— BEGIN Records for this task —

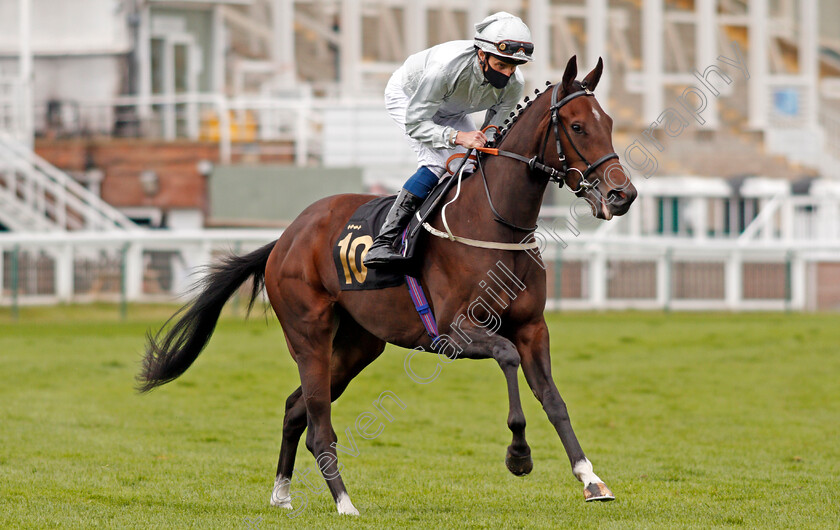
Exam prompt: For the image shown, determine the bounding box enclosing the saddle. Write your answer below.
[333,174,470,291]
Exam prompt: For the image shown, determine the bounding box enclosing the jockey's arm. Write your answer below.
[405,68,466,149]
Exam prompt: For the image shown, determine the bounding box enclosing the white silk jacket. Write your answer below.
[394,40,525,149]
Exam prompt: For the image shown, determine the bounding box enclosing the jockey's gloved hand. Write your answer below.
[455,131,487,149]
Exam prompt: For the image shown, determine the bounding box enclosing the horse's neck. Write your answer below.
[476,108,548,231]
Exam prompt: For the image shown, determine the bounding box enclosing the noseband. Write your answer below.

— END Records for this task —

Your task: Render every line of the records above as a JSON list of strings, one string per line, skipping blank lines. Leave the pictures out of the answer.

Task output:
[
  "Exam prompt: For the image shown, determine the bounding box enclosing the saddle. Write your answer below.",
  "[333,174,470,291]",
  "Exam prompt: For the image shown, determine the bounding box enclosing the jockey's arm. Write your answer below.",
  "[405,68,466,149]",
  "Exam prompt: For the image shown, determine the bounding box enclosing the white silk jacket. Write your answer below.",
  "[394,40,525,149]",
  "Exam prompt: For the image shown, determine the bounding box enclosing the jockey's gloved hand. Write your answer below.",
  "[455,131,487,149]",
  "Exam prompt: For the image shown, determine the bounding box enclosing the horse's neck. Write your answer below.",
  "[476,108,548,231]",
  "Exam prompt: For the image shown, determine the bounding box enclosing the noseband. Write your answer below."
]